> [GOAL]: Please return the stretch of items from the line containing "task: segment the pebble" through the line containing "M91 157L95 152L95" with no changes, and include both of those lines.

Contour labeling entries:

********************

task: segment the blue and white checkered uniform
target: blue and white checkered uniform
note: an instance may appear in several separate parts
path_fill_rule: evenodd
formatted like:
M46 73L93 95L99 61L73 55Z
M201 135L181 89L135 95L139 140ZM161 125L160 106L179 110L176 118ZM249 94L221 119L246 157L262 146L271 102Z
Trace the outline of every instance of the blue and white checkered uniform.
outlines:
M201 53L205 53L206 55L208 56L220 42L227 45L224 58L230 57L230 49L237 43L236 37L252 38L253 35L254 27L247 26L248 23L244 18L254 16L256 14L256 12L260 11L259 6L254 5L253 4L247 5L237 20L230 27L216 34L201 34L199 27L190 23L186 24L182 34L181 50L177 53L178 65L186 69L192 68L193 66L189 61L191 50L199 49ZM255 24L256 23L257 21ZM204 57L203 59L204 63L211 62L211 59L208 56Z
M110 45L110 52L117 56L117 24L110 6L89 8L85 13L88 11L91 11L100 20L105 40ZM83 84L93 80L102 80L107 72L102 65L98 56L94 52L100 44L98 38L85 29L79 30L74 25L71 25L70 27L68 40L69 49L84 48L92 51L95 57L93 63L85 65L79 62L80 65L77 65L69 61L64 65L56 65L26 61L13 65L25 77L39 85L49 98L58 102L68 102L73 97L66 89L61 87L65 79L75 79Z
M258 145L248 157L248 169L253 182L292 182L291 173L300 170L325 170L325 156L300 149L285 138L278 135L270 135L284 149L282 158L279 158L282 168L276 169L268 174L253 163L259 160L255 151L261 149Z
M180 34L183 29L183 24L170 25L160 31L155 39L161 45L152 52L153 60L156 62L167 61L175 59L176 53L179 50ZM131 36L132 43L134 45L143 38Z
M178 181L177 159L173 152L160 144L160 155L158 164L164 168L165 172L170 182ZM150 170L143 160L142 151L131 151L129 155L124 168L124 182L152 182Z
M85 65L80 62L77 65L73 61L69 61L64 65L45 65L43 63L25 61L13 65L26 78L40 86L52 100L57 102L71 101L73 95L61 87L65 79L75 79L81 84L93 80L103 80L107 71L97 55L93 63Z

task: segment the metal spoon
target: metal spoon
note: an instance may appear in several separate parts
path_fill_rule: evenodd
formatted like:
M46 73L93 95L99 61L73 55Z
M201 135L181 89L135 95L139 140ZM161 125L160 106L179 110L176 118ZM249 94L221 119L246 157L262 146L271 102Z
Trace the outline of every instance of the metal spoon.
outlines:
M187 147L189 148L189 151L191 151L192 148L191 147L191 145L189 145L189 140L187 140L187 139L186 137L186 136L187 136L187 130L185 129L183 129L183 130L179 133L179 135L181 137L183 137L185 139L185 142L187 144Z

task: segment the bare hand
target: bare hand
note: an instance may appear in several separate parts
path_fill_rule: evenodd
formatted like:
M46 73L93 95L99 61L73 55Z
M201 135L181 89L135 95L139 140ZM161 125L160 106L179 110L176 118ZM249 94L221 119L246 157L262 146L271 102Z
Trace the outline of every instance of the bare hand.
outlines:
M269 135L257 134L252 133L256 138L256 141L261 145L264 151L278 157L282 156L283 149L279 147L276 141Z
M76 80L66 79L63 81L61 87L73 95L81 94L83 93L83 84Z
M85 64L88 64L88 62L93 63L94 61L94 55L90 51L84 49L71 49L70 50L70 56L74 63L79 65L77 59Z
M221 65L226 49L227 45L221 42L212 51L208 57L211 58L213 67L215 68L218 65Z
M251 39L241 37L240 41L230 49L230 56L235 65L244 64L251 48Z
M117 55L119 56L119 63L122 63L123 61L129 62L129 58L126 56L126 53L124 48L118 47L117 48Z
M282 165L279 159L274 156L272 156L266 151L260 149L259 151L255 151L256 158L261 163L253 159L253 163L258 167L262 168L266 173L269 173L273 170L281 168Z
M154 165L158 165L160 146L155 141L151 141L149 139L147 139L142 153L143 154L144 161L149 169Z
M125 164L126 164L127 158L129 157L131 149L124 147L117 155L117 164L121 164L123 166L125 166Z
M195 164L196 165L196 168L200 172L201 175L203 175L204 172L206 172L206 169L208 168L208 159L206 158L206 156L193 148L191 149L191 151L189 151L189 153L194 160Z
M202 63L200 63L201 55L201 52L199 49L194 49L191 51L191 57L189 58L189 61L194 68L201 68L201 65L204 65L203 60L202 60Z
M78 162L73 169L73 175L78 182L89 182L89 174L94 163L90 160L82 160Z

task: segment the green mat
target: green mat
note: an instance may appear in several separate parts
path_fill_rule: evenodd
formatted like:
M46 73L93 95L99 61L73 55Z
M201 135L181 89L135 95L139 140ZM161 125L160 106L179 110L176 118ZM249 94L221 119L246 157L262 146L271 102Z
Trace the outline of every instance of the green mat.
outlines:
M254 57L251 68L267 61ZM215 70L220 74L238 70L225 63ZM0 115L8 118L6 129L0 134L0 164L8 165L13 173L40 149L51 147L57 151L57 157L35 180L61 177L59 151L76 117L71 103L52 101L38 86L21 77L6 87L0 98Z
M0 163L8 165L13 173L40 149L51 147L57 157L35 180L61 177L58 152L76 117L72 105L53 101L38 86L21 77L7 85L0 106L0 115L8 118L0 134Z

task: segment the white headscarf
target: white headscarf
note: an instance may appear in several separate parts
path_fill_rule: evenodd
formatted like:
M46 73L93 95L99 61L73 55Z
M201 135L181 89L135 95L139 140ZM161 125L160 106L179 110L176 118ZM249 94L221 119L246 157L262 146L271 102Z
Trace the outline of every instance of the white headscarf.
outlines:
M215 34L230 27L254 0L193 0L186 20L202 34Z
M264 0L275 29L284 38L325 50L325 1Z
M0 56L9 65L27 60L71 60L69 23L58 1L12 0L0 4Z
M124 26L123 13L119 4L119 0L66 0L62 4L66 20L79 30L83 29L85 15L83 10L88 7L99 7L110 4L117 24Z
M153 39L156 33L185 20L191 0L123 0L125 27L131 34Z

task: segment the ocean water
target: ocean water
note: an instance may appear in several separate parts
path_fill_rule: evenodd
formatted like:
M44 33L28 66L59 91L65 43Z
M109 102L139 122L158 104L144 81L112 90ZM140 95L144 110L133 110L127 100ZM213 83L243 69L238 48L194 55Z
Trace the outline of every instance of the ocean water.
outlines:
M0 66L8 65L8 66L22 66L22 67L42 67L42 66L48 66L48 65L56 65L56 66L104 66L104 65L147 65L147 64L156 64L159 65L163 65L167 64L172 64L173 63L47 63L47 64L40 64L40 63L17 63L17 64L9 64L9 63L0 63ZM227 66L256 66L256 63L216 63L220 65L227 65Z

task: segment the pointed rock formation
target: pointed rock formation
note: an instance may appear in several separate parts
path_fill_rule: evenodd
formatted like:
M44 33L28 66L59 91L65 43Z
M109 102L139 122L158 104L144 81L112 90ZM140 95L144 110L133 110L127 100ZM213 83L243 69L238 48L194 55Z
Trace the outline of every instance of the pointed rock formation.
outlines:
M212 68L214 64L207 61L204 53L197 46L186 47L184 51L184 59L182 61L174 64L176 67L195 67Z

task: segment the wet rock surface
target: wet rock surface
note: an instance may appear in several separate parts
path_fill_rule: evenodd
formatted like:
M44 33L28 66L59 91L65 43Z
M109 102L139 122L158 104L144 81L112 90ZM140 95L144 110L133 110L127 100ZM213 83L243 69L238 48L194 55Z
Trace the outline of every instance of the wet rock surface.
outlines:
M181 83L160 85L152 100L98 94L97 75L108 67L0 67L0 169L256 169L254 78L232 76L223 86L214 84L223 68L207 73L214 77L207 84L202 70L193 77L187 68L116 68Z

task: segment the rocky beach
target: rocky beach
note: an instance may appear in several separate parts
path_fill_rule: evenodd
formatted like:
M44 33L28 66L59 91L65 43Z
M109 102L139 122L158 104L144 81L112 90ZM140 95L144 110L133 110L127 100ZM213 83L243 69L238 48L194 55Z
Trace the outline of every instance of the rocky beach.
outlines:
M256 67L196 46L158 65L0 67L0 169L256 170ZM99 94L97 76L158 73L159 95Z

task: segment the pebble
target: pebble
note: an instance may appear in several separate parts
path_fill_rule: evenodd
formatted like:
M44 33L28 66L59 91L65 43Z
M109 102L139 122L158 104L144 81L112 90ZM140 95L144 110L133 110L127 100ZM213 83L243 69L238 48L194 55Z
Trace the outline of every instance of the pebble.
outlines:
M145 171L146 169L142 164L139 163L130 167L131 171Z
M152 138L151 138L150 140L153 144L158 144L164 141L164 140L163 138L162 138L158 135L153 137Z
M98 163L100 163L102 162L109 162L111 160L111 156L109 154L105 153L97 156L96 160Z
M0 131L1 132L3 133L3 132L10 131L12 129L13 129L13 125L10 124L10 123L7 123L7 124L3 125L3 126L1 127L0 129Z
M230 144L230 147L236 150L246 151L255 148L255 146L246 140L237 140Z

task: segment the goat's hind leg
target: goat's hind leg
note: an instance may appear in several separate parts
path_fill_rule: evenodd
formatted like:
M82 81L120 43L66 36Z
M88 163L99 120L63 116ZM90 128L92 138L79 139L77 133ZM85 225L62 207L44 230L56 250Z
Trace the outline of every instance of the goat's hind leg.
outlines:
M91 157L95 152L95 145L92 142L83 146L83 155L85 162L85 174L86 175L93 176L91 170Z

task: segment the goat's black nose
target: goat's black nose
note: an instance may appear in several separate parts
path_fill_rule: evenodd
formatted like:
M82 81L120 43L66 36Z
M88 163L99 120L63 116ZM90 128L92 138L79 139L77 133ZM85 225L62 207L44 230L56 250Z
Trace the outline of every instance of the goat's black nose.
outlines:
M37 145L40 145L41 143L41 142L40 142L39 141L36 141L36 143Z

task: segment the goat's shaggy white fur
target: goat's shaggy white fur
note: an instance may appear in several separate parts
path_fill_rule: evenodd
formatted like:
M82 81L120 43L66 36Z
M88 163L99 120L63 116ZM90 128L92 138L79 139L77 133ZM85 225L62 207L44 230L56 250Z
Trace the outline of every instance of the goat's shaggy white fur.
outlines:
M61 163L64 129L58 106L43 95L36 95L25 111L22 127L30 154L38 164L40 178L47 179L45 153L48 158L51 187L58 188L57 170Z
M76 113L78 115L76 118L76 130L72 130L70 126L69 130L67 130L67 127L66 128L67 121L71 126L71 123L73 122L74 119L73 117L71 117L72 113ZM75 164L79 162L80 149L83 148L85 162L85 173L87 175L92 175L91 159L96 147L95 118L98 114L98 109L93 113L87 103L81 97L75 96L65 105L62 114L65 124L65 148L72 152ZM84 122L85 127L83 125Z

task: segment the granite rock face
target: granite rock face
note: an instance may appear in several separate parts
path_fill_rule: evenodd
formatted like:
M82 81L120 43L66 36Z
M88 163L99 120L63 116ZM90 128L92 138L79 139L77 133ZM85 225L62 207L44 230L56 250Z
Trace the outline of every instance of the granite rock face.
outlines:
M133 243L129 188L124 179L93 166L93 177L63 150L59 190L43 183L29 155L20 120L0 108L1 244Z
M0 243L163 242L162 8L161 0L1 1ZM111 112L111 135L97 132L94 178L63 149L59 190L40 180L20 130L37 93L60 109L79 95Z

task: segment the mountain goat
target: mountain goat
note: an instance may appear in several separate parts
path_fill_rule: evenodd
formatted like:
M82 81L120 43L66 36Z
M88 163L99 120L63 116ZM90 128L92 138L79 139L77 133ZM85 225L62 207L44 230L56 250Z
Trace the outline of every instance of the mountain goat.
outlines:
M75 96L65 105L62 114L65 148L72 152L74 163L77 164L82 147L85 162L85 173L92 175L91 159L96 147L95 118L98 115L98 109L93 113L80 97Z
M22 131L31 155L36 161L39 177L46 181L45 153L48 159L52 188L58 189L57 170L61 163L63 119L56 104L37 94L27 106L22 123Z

********************

> [OUTPUT BELOW]:
task: segment the pebble
target: pebble
note: an instance may appear in several separate parts
path_fill_rule: evenodd
formatted like:
M44 33L28 66L59 91L65 43Z
M109 102L139 122L158 104L144 81L112 90ZM140 95L144 110L133 110L127 100ZM213 83L243 69L238 48L194 55Z
Trace the outline of every instance of the pebble.
outlines:
M145 171L146 169L142 164L139 163L130 167L131 171Z
M152 138L151 138L150 140L153 144L158 144L164 141L164 140L163 138L162 138L158 135L153 137Z
M98 163L100 163L102 162L109 162L111 160L111 156L109 154L105 153L97 156L96 160Z
M0 131L1 132L3 133L3 132L10 131L12 129L13 129L13 125L10 124L10 123L7 123L7 124L3 125L3 126L1 127L0 129Z
M230 144L230 147L236 150L246 151L255 148L255 146L246 140L237 140Z

task: segment the goat's hind leg
target: goat's hind leg
note: an instance may appear in several separate parts
path_fill_rule: evenodd
formatted like:
M82 81L120 43L66 36Z
M88 163L99 120L63 116ZM90 128L92 138L79 139L77 133ZM85 225L62 207L44 230L56 250Z
Trace the outline of every instance of the goat's hind leg.
outlines:
M91 157L95 152L95 145L92 142L83 146L83 155L85 162L85 174L86 175L93 176L91 170Z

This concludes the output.